[Pointing data excerpts]
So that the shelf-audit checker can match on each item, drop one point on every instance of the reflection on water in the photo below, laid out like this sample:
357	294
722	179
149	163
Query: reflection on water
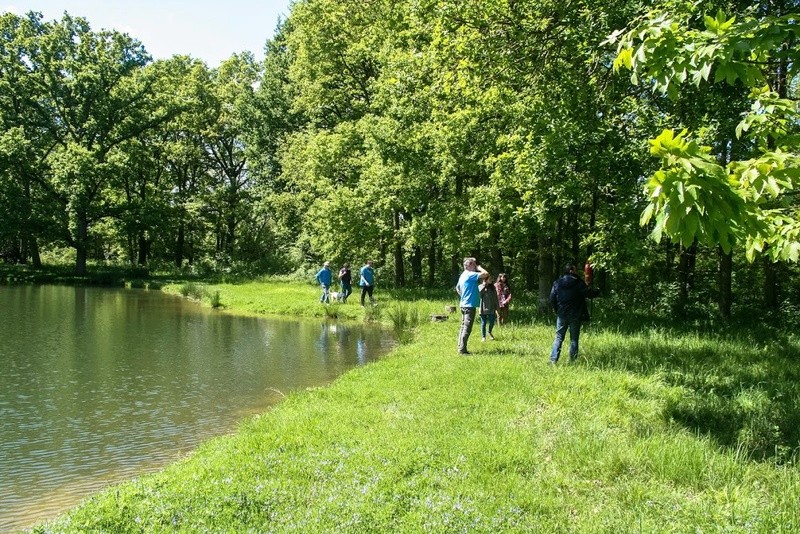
100	385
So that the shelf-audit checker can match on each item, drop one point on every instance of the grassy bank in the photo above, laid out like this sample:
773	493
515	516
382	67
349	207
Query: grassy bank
656	429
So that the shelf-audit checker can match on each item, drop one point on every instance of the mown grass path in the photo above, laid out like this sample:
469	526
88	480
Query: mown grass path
425	440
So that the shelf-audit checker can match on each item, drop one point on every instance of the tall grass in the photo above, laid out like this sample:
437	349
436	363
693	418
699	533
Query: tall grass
429	441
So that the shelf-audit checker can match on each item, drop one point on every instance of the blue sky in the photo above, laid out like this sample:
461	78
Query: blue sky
205	29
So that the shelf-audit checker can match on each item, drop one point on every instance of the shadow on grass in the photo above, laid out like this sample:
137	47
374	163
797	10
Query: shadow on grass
741	378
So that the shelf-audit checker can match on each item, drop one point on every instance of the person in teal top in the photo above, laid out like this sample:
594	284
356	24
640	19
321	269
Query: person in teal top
324	277
470	298
367	282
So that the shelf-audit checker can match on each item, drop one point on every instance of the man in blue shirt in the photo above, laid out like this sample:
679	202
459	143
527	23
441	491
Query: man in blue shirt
467	289
367	282
568	298
324	277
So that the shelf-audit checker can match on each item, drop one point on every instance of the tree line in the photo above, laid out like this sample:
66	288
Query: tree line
417	133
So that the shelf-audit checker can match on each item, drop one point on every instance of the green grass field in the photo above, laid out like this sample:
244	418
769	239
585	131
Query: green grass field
657	428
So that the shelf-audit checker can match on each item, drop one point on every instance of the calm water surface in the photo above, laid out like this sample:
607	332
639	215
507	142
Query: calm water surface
101	385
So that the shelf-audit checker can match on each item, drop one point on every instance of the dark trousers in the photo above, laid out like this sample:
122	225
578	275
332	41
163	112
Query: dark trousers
467	320
347	290
367	290
562	325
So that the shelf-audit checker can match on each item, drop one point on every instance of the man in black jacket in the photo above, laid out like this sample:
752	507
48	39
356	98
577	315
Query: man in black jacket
568	297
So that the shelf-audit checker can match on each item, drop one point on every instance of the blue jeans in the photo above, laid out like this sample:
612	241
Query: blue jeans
467	320
487	319
347	290
574	327
325	298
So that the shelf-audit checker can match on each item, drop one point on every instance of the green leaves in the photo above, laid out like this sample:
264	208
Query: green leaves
692	197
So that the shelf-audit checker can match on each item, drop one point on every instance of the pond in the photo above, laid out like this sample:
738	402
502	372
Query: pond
101	385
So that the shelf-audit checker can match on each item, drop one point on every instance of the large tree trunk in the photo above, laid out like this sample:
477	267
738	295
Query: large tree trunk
725	283
81	244
416	265
497	253
545	273
36	259
770	284
432	254
144	249
179	244
686	274
399	269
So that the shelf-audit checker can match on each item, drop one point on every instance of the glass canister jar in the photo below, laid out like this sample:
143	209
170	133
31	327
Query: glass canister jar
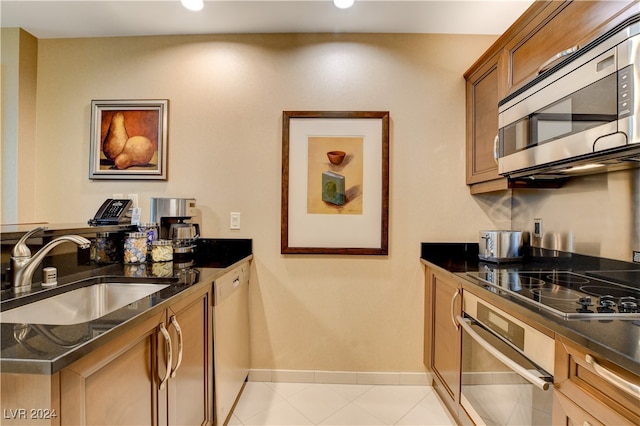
107	248
135	247
152	230
162	251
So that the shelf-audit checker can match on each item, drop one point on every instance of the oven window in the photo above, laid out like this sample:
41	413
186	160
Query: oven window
493	394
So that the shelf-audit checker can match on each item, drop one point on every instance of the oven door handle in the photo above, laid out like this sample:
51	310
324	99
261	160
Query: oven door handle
523	372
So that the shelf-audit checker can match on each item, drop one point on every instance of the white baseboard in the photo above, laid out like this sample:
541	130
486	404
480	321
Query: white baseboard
341	377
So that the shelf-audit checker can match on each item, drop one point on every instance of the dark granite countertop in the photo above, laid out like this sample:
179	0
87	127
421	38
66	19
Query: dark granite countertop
46	349
616	340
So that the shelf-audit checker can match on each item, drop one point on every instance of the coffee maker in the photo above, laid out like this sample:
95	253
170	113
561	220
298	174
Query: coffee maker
176	219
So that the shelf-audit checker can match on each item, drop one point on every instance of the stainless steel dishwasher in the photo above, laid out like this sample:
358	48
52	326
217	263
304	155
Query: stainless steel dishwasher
230	339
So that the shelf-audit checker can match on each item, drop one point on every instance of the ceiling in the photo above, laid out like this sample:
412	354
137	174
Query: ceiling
77	18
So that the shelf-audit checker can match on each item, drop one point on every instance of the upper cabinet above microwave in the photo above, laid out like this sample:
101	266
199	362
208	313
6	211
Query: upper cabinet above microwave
545	30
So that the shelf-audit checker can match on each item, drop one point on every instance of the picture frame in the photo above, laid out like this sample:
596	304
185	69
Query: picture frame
335	182
129	139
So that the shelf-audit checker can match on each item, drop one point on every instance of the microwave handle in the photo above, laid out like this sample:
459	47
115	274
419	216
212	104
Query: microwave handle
523	372
556	58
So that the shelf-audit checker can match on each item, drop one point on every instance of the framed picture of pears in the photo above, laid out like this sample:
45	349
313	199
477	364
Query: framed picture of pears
335	182
129	139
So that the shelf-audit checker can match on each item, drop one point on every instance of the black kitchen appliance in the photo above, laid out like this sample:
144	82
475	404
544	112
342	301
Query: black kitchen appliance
567	294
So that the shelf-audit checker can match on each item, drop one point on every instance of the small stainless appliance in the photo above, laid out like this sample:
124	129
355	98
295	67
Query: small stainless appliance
502	246
507	367
580	116
567	294
175	217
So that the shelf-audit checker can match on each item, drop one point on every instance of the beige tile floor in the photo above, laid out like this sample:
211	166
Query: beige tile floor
279	404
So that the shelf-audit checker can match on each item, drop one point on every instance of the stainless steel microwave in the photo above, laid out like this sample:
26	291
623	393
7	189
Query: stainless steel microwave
580	116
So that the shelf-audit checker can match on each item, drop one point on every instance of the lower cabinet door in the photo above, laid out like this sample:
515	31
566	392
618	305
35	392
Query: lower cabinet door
116	384
189	393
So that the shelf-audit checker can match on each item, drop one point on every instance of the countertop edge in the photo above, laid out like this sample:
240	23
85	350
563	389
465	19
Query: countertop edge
530	315
51	367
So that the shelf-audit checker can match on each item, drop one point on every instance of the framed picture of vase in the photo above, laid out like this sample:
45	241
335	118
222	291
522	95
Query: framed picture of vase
128	139
335	182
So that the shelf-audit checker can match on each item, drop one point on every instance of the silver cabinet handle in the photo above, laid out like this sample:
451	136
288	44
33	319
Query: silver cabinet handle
168	350
613	378
453	314
523	372
174	322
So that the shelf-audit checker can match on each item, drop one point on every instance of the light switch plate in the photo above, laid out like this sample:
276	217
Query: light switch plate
234	220
537	227
134	199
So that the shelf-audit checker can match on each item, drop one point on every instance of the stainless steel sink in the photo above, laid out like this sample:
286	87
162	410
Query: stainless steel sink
80	305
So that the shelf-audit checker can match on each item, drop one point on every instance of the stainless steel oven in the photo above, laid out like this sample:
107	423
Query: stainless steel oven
507	367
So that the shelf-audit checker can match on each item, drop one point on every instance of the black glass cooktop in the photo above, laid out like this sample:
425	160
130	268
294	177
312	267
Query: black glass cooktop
568	294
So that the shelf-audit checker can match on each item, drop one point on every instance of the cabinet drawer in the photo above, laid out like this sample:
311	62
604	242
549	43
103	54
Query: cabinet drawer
565	412
578	380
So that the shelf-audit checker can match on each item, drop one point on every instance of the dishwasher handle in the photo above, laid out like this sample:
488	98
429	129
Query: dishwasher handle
523	372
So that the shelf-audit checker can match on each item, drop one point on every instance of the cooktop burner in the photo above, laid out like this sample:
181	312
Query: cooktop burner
567	294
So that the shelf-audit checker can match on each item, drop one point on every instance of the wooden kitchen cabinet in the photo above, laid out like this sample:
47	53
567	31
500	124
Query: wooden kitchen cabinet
583	396
442	344
121	382
482	124
560	25
545	29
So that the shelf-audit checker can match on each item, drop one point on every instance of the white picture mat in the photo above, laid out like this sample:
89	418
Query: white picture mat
335	230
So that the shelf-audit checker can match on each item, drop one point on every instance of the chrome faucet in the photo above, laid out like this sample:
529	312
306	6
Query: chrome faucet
24	265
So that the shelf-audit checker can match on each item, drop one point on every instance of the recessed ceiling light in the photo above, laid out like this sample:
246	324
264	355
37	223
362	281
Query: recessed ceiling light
194	5
343	4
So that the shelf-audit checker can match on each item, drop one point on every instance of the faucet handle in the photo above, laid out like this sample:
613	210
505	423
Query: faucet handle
21	249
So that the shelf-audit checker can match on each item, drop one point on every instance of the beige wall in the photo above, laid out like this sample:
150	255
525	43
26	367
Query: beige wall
227	94
19	53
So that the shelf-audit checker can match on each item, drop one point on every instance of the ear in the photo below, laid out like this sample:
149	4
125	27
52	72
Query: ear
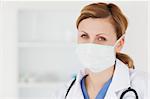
120	44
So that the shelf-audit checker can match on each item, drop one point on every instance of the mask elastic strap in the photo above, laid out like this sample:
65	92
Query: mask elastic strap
119	40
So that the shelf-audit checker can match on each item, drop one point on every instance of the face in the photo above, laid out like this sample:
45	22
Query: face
98	31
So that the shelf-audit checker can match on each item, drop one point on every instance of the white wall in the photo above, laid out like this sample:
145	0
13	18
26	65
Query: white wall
8	53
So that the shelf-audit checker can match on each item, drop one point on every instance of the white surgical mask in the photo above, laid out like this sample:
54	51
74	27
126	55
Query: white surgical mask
96	57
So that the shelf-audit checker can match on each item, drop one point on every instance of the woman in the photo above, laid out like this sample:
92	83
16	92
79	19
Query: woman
107	73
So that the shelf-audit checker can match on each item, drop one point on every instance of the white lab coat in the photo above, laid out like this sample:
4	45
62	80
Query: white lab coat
122	79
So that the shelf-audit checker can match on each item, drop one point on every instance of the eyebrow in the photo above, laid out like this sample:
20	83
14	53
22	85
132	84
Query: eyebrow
96	34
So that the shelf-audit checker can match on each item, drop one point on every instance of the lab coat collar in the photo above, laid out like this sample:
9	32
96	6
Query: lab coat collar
120	80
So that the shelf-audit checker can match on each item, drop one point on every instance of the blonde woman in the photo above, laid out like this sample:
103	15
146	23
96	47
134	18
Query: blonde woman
107	73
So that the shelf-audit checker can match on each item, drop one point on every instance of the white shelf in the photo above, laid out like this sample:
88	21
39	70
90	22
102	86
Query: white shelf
45	44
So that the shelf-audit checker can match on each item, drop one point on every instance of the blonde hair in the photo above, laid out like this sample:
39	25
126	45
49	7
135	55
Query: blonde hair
104	10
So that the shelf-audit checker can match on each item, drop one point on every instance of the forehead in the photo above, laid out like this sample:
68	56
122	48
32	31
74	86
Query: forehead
96	26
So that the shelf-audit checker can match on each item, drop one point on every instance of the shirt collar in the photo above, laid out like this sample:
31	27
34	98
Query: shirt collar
120	80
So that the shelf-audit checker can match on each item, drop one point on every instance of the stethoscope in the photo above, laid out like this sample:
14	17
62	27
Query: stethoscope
121	97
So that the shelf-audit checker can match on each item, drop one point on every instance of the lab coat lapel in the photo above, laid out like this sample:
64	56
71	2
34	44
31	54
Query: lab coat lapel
120	80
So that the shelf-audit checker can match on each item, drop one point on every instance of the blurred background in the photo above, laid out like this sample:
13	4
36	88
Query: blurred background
37	44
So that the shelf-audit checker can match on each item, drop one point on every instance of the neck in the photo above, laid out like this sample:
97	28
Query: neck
95	81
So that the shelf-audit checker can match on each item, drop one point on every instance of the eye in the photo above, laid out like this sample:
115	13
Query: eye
102	39
85	36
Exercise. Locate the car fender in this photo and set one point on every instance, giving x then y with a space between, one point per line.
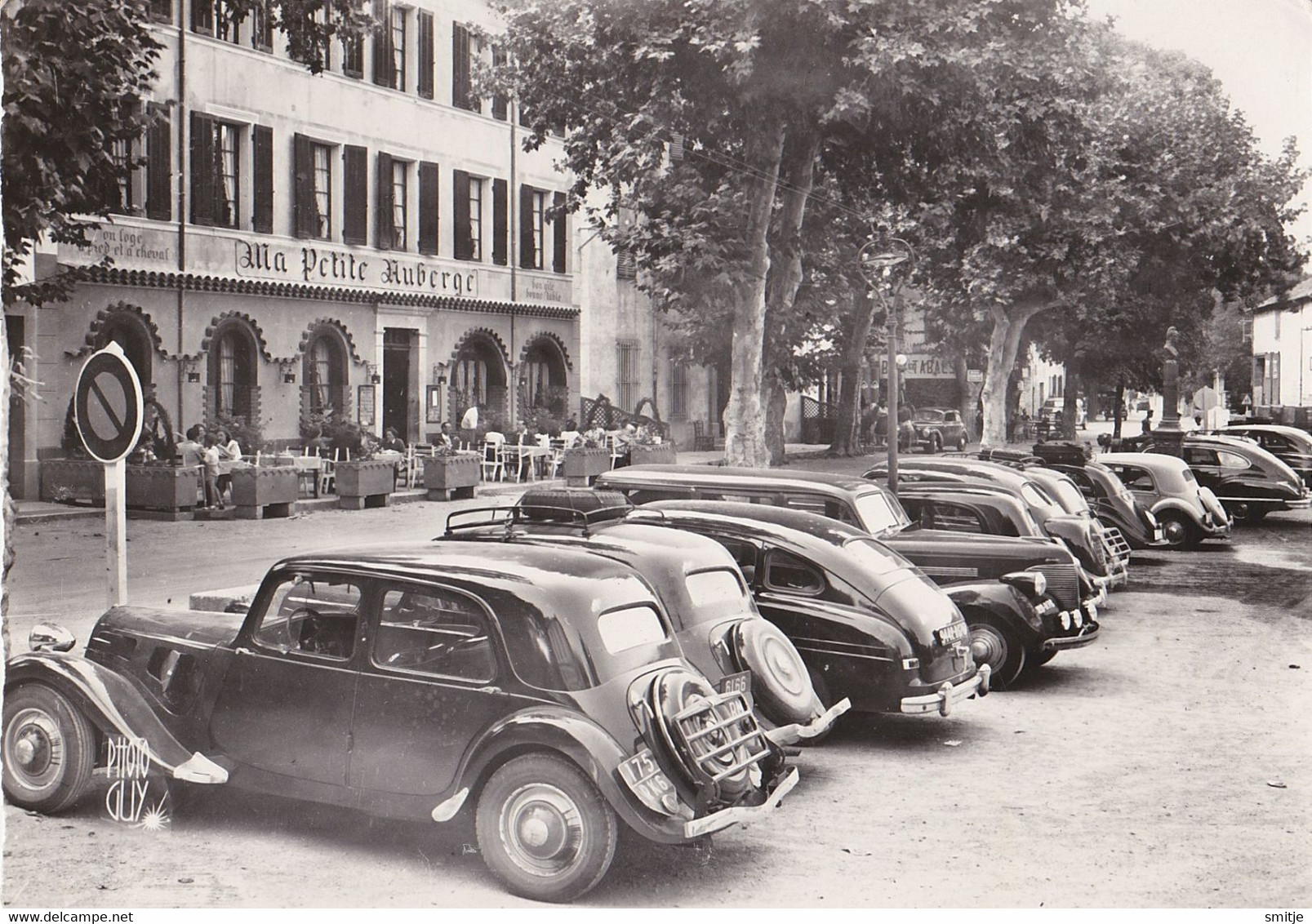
1004 602
116 706
587 744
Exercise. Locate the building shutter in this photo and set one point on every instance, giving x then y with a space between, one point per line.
460 193
500 222
428 214
460 67
261 166
425 56
558 204
304 157
202 170
385 201
159 164
354 171
527 227
499 103
384 47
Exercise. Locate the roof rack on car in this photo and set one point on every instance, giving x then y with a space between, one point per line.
533 512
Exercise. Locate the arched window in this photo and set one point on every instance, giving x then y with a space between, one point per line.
324 373
233 371
545 378
130 332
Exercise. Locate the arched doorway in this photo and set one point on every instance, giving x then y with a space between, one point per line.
233 371
479 378
545 378
130 332
324 373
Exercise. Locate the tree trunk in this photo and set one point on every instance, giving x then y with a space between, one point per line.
776 398
744 418
797 170
1004 343
860 318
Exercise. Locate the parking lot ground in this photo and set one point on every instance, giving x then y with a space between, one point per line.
1167 766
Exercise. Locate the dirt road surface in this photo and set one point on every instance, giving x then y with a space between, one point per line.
1168 766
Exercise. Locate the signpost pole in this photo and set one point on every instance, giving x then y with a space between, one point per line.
116 531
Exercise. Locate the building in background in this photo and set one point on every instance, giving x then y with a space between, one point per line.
370 241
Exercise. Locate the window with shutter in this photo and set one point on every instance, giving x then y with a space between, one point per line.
500 108
384 185
261 166
354 226
159 164
428 214
202 170
460 84
460 200
559 220
500 222
382 49
425 56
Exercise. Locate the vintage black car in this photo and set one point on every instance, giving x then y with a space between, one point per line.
870 626
713 617
1102 561
538 686
1288 444
933 428
1186 511
1044 572
1248 481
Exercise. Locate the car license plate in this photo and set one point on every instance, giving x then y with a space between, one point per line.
951 634
736 682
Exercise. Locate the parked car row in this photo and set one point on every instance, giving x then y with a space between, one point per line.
638 654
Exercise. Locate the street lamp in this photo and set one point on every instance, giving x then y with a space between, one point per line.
878 259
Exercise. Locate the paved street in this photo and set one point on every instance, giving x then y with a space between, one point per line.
1167 766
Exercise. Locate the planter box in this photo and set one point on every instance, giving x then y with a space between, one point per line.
163 492
264 491
67 481
581 466
367 483
655 453
451 475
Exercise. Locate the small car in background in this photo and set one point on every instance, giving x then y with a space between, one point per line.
934 428
711 613
538 686
1288 444
1186 511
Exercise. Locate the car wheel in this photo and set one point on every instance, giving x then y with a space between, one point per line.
1178 532
781 682
545 830
49 749
998 647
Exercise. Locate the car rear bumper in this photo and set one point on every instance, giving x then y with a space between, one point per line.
724 818
949 695
788 734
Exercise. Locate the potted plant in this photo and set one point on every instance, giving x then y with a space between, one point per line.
451 473
650 448
268 491
587 458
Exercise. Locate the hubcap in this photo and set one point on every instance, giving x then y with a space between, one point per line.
988 646
34 749
542 830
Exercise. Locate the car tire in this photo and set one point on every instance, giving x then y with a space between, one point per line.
1178 531
545 830
781 682
49 749
998 647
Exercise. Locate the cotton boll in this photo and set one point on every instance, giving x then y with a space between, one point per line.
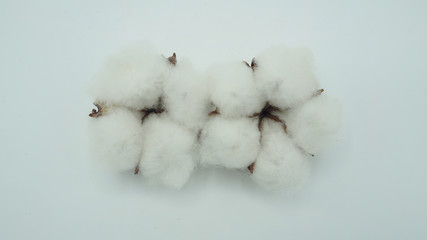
116 138
312 124
280 164
231 143
233 90
185 96
286 76
131 78
168 151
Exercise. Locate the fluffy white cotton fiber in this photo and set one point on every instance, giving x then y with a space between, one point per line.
132 78
312 124
185 96
285 76
233 90
117 138
168 151
230 143
280 163
181 129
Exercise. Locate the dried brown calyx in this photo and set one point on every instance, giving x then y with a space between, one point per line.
268 112
253 64
159 108
97 112
214 112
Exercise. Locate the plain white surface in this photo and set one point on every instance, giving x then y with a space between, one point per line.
370 184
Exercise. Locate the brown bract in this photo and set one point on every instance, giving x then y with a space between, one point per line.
215 112
156 109
96 113
268 112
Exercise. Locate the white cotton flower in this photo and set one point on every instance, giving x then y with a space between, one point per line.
168 151
231 143
280 164
285 76
116 138
132 78
233 90
312 124
185 96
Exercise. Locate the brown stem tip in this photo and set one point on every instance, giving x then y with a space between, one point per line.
96 113
251 168
215 112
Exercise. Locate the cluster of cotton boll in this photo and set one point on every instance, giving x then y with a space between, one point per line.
160 118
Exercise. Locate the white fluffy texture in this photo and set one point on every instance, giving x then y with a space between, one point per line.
168 151
231 143
280 163
185 96
312 124
131 78
233 90
116 138
286 76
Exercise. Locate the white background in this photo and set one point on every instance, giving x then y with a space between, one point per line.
369 184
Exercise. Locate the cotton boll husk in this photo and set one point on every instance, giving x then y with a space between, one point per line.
168 151
116 138
286 76
131 78
233 90
230 143
313 124
185 96
280 164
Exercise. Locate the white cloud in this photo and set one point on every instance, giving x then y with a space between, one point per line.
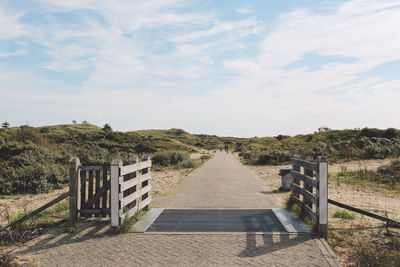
192 69
9 25
244 10
11 54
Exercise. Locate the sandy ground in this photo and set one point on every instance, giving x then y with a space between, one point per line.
373 198
163 182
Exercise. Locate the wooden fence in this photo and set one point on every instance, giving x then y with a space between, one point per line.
109 190
130 189
310 189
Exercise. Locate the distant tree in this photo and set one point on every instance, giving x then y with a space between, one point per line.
281 137
390 133
107 128
323 129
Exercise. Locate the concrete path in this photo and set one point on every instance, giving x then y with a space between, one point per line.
222 182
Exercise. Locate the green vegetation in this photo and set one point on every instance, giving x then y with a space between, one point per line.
343 214
293 207
128 222
337 145
57 208
388 175
35 160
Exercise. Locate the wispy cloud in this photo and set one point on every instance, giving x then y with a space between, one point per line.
201 70
244 10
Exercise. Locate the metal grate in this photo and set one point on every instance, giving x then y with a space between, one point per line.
213 220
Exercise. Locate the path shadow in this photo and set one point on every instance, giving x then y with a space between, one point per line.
282 240
85 229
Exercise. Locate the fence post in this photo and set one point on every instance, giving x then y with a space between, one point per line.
307 187
323 196
116 165
295 180
74 189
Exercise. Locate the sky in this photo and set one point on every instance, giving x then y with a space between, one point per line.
227 67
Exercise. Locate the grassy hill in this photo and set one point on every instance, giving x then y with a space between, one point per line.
337 145
34 160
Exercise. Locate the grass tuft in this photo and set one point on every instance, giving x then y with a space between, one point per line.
343 214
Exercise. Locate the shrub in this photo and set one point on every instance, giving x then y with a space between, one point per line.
273 157
343 214
187 164
169 158
372 132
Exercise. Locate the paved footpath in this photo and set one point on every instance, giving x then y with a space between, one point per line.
222 182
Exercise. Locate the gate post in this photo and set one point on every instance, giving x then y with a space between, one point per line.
323 196
74 189
116 165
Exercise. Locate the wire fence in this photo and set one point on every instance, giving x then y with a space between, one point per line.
361 187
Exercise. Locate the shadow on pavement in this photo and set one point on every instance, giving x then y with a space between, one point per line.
269 246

Set task →
Could you print, unchanged, every line of the data from the line containing "Exercise. Locate the grassy" through the final line of the data, with both of those lines included?

Answer to this problem →
Exercise. Locate the grassy hill in this photo and set one point on every instance, giving x then y with a space between, one point per line.
337 145
34 160
Exercise. Locate the grass tuft in this photo and set one point on every instance, giving x then y with a space between, one point per line.
343 214
Exercise. Locate the shrub in this photo and set one point on every instance, giving x then y with a space between, one point per line.
273 157
343 214
187 164
169 158
372 132
Exercise. Locate the paved footpath in this photo and set one point on every instance, giving x then y with a space between, one point per line.
222 182
Exercise. Locate the gate post in this photo and set one point on every instance, giving x then y with a space between, one point per line.
323 196
74 189
116 165
Exercise. Locate the wire fence in this photo and set one point on every instance, giving x then y with a space between, one point per line.
361 187
Exercise. Locate the shadow on pavement in this photo and set one point on every instance, giving x then y with a space between, one point per line.
269 246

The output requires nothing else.